(Beginning of Study material)

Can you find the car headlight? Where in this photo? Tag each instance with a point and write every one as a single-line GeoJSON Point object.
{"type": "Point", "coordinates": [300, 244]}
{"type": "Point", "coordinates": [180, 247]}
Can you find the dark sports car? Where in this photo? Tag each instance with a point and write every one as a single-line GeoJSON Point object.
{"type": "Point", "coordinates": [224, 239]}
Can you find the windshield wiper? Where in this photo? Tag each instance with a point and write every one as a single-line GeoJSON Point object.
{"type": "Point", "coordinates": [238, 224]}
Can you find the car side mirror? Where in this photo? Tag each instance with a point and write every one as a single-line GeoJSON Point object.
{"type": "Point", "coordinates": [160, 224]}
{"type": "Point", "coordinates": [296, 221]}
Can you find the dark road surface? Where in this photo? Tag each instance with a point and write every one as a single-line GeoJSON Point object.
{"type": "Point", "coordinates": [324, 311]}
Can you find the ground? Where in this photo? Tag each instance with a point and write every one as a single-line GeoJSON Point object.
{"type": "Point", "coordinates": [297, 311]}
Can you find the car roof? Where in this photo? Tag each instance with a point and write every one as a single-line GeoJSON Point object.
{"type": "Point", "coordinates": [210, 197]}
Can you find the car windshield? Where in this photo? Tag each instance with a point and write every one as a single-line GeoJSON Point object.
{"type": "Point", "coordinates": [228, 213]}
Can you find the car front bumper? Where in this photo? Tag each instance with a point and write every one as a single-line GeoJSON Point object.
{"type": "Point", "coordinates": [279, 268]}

(End of Study material)

Work item: The expected response is the full set of records, reproduced exactly.

Problem solution:
Can you find the car headlight? Where in this photo? Tag each instance with a point and write every one as a single-line GeoJSON Point object.
{"type": "Point", "coordinates": [300, 244]}
{"type": "Point", "coordinates": [180, 247]}
Can you find the dark sports car? Where in this photo? Tag each instance with a point and write every one as a single-line GeoJSON Point object.
{"type": "Point", "coordinates": [224, 239]}
Can you find the windshield wiper? Where in this photo? Tag each instance with a point and write every one as a single-line GeoJSON Point object.
{"type": "Point", "coordinates": [238, 224]}
Can you find the car side mirror? Where in this photo? Tag each instance with a point and write every one as a single-line GeoJSON Point object.
{"type": "Point", "coordinates": [160, 224]}
{"type": "Point", "coordinates": [296, 221]}
Can you find the dark road surface? Where in this photo? Tag each instance with a point and write every one as a single-line GeoJSON Point object.
{"type": "Point", "coordinates": [324, 311]}
Can you find the ground? Where in this photo? Tag each instance with a point and write every one as a single-line GeoJSON Point object.
{"type": "Point", "coordinates": [297, 311]}
Can you find the car roof? Where in this photo? Tag each instance with a point and write every one as a single-line GeoJSON Point object.
{"type": "Point", "coordinates": [210, 197]}
Can you find the car windshield? Where in this photo? Tag each instance with a point and write every one as a single-line GeoJSON Point object.
{"type": "Point", "coordinates": [228, 213]}
Can you find the car front bumper? Where in this photo? Tag each instance with a point and write every one as a single-line GeoJSON Point object.
{"type": "Point", "coordinates": [279, 268]}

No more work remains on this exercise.